### Set problem 1
Could you copy word for word the part of the Maxwell-Stewart obituary starting at "In 1945 however" and ending at "the Archery Ground)."?
### Set problem 2
Which people are named in the Maxwell-Stewart obituary? List every one.
### Set problem 3
Could you extend the Maxwell-Stewart obituary, picking up after its last sentence?

### Document
-- begin --
Christopher Maxwell-Stewart saved St Leonards
The 1960s zeitgeist was for demolition. Old was boring. New was better. Neophiliacs were in charge. In St Leonards-on-Sea, Christopher Maxwell-Stewart, who has died aged 88, saw it differently. Bernard McGinley reports on an important part of local history.
London lost the Euston Arch and the Coal Exchange. St Leonards lost Quarry House, built by James Burton in 1830 and formerly the home of Sir Woodbine Parish, diplomat and scientist. Other parts of preVictorian St Leonards were also damaged and threatened.
The short-termism and shortsightedness of this was clear to CMS, who advocated a ‘long life, loose fit’ approach to the reuse of old buildings. As a boy he had seen the bombed ruins of St Leonard’s church on the seafront, another James Burton building. The war also disrupted his upbringing, in places such as Wimbledon Park and Yorkshire. In rural Warwickshire he stayed with a mechanical engineer and his French wife who taught him French.
In 1945 however his widowed mother started a guest house at 5 The Mount, once lived in by Herbert Spencer, the Victorian social theorist who coined ‘survival of the fittest’. While young Christopher peeled spuds there and did the gardening, his elder brother waited on tables. He was also able to attend the Uplands County Secondary Technical School nearby (also known Archery Villas, facing the Archery Ground).
-- end --
### Supplied information
-- begin --
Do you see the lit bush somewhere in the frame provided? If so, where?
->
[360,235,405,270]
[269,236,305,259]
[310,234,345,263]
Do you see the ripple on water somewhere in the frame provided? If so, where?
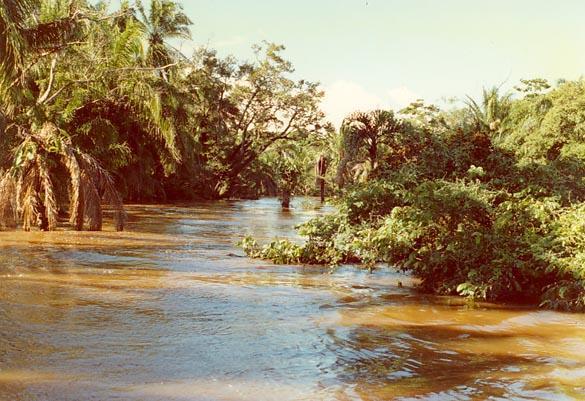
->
[0,199,585,401]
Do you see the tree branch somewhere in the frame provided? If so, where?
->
[37,57,57,104]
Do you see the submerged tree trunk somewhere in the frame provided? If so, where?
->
[315,155,327,203]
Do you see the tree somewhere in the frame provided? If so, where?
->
[465,86,512,134]
[0,2,179,230]
[136,0,193,79]
[337,110,403,187]
[190,43,323,197]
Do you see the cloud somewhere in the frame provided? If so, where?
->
[321,81,419,127]
[386,86,420,110]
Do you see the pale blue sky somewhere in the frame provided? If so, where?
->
[136,0,585,122]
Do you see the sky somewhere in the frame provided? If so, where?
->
[144,0,585,125]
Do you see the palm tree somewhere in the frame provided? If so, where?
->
[465,86,512,134]
[0,0,83,113]
[337,110,403,187]
[0,2,179,230]
[136,0,193,79]
[0,123,125,231]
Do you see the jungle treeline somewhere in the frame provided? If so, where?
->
[241,79,585,311]
[0,0,327,230]
[0,0,585,310]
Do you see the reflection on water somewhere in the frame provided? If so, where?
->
[0,199,585,401]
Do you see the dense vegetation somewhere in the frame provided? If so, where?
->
[0,0,585,310]
[243,80,585,310]
[0,0,324,230]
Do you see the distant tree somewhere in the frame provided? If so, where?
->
[136,0,193,79]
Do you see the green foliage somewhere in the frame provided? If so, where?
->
[242,80,585,310]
-- end --
### Output 1
In 1945 however his widowed mother started a guest house at 5 The Mount, once lived in by Herbert Spencer, the Victorian social theorist who coined ‘survival of the fittest’. While young Christopher peeled spuds there and did the gardening, his elder brother waited on tables. He was also able to attend the Uplands County Secondary Technical School nearby (also known Archery Villas, facing the Archery Ground).

### Output 2
Christopher Maxwell-Stewart
Bernard McGinley
James Burton
Sir Woodbine Parish
Herbert Spencer

### Output 3
From there he went on to Hastings Grammar School and then to Queen Mary College, London University, on a scholarship to study civil engineering. There he became Vice-President of the Students Union.
On one occasion he attended a dance at the grand villa in Regent’s Park known as The Holme (once the Burton family home, designed by Decimus and built by James). Apart from walking around St Leonards, it was his first substantial introduction to the many achievements of the Burtons.
Civil engineer
As a qualified civil engineer he worked on post-war reconstruction at London County Council (forerunners of the Greater London Council). As well as working in reinforced concrete and steel structures, he developed his appreciation of architecture in classes at Goldsmiths College, London University.
From the LCC he joined the structural engineers and consultants [Ove] Arup & Partners, in the design office. When the French-Swiss architect Le Corbusier came to lunch, Christopher Maxwell-Stewart was constructively at the table too as a French-speaking builder.
Several times Ove Arup sent him to Nigeria to work on projects including bridges and roads and cocoa sheds. By then he was married to the highly accomplished artist Prue Theobalds and there were young children to consider. Conditions were poor and the family were sent home. CMS joined them when civil war broke out in Nigeria 1967.
St Leonards-on-Sea depredations
Back home the damage to St Leonards was continuing. The authorities were blasé about demolition of distinguished old buildings that lacked protection. (Conservation Areas only had their modest legal beginnings in 1967 and 1971.) Rosemount at the top of Archery Road was flattened. The Archery Ground had a College of Arts and Technology plonked on it. Much later, when the College’s demolition was being considered as part of planning application HS/FA/09/00482, demolition of the College was approved on the grounds of its low quality. The HBC committee report (June 2012) notoriously commented:
Architectural quality
. . . the existing college buildings have no architectural quality that is worth preserving (Policy C2). The central slab block in particular is of a hugely unsympathetic appearance and poor architectural quality.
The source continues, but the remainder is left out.